-- What the task requires --
Update the records from the first line through the line that contains "left=237, top=95, right=289, bottom=141", switching every "branch" to "limb" and changing nothing else. Give back only those lines.
====================
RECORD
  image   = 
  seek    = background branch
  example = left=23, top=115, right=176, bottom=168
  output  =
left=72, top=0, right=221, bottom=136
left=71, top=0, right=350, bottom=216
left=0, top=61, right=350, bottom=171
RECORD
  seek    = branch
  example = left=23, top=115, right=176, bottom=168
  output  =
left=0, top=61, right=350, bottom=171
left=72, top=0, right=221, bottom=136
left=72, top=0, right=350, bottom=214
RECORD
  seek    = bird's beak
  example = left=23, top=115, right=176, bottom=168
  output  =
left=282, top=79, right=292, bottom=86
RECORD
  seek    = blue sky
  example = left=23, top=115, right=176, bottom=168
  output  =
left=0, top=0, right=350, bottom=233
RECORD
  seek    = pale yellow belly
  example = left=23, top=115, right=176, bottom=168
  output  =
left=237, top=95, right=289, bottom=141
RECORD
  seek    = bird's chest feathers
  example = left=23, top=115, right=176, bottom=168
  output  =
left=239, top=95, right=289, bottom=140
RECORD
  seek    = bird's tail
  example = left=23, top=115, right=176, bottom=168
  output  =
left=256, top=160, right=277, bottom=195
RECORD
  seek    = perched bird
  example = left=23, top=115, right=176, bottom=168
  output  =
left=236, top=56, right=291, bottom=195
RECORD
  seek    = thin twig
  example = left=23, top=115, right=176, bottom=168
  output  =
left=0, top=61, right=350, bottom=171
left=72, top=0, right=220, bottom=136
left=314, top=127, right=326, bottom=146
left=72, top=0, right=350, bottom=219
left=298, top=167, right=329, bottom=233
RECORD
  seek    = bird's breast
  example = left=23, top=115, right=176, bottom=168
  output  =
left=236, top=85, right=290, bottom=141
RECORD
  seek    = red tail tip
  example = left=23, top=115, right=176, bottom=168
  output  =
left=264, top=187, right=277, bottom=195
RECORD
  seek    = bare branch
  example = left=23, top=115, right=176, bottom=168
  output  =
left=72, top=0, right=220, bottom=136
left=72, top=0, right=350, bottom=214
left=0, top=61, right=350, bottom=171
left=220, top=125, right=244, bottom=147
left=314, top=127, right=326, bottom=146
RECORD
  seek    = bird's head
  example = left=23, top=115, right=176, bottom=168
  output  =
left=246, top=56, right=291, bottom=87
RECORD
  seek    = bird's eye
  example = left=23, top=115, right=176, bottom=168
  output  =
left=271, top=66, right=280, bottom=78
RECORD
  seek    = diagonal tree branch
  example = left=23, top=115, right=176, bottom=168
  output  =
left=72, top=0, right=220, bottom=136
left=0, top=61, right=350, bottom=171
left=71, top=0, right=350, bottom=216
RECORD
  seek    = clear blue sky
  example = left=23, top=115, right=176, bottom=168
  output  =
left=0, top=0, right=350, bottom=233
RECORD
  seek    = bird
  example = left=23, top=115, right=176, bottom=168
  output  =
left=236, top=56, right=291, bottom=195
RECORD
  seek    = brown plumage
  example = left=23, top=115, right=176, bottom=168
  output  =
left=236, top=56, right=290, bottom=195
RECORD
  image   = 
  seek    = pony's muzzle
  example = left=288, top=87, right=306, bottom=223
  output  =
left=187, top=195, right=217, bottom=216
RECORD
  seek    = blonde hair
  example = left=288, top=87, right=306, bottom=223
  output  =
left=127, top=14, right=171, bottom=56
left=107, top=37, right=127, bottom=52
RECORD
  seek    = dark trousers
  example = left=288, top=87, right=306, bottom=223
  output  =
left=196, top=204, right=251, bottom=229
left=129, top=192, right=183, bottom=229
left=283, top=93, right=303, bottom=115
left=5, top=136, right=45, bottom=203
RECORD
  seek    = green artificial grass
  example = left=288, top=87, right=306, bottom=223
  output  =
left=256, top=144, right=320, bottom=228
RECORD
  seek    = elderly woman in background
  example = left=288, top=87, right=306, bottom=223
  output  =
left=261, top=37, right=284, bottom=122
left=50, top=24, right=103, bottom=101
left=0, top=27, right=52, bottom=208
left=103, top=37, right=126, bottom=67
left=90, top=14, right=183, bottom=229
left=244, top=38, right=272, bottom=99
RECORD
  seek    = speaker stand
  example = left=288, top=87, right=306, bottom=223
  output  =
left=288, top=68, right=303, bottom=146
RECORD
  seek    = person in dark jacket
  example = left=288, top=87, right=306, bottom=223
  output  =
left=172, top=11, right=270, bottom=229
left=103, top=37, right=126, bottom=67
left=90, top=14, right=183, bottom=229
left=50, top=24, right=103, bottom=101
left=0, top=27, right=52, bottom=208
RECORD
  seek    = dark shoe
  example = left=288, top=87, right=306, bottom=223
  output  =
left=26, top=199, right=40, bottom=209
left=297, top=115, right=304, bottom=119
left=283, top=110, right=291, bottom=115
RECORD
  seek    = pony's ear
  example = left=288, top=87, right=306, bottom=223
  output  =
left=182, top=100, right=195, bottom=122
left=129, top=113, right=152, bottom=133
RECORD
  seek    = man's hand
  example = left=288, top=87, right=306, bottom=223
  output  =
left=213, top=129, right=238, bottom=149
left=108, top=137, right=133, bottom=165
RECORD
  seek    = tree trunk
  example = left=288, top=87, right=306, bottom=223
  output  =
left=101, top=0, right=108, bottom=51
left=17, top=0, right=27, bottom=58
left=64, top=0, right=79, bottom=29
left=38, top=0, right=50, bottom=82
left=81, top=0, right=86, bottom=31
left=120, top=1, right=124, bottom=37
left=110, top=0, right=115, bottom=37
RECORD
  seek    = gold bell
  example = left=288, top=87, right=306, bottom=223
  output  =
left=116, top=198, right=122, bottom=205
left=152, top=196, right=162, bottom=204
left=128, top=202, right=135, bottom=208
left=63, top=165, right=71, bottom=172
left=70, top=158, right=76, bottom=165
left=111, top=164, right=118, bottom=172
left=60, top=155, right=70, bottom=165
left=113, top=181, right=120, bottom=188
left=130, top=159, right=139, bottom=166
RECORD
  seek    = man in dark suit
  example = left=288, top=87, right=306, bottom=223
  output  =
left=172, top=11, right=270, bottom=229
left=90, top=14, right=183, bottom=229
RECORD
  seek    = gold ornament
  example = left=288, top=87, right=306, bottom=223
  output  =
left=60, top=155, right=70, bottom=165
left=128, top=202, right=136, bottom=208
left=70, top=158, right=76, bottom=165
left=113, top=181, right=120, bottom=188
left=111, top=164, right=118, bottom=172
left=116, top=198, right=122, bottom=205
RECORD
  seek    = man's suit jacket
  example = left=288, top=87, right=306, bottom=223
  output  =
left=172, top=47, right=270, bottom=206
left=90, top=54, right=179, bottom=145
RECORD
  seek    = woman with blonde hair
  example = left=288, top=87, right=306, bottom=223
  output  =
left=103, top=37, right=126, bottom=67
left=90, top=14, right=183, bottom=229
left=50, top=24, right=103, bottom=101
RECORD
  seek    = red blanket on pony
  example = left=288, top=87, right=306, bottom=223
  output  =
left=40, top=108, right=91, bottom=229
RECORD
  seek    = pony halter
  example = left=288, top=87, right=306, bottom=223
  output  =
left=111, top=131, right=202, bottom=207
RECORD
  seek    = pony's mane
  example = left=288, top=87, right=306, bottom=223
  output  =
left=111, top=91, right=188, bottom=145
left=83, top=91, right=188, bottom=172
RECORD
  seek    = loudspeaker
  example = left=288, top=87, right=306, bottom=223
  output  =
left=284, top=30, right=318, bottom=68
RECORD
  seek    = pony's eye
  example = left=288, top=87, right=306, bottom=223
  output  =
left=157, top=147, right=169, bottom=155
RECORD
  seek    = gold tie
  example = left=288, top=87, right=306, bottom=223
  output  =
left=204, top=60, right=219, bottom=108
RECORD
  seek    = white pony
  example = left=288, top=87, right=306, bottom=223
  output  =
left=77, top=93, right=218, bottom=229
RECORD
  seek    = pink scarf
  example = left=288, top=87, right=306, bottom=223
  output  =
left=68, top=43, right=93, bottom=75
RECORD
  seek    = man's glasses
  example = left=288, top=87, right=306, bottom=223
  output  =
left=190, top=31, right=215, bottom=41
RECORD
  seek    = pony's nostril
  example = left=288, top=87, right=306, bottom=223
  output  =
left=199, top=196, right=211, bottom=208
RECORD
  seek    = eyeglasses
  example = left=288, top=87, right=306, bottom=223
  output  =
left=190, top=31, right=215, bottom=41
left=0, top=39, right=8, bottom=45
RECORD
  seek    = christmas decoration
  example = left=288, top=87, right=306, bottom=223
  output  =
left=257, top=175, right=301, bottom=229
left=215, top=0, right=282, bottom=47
====================
-- Answer to the task --
RECORD
  image   = 
  seek    = background limb
  example = left=23, top=115, right=176, bottom=168
  output  =
left=72, top=0, right=221, bottom=136
left=71, top=0, right=350, bottom=216
left=0, top=61, right=350, bottom=171
RECORD
  seek    = limb
  example = left=23, top=115, right=176, bottom=168
  output  =
left=0, top=61, right=350, bottom=171
left=72, top=0, right=221, bottom=136
left=72, top=0, right=350, bottom=214
RECORD
  seek    = bird's beak
  example = left=23, top=115, right=176, bottom=168
  output  =
left=282, top=79, right=292, bottom=86
RECORD
  seek    = blue sky
  example = left=23, top=115, right=176, bottom=168
  output  =
left=0, top=0, right=350, bottom=233
RECORD
  seek    = pale yellow belly
  example = left=23, top=115, right=176, bottom=168
  output  =
left=237, top=95, right=289, bottom=141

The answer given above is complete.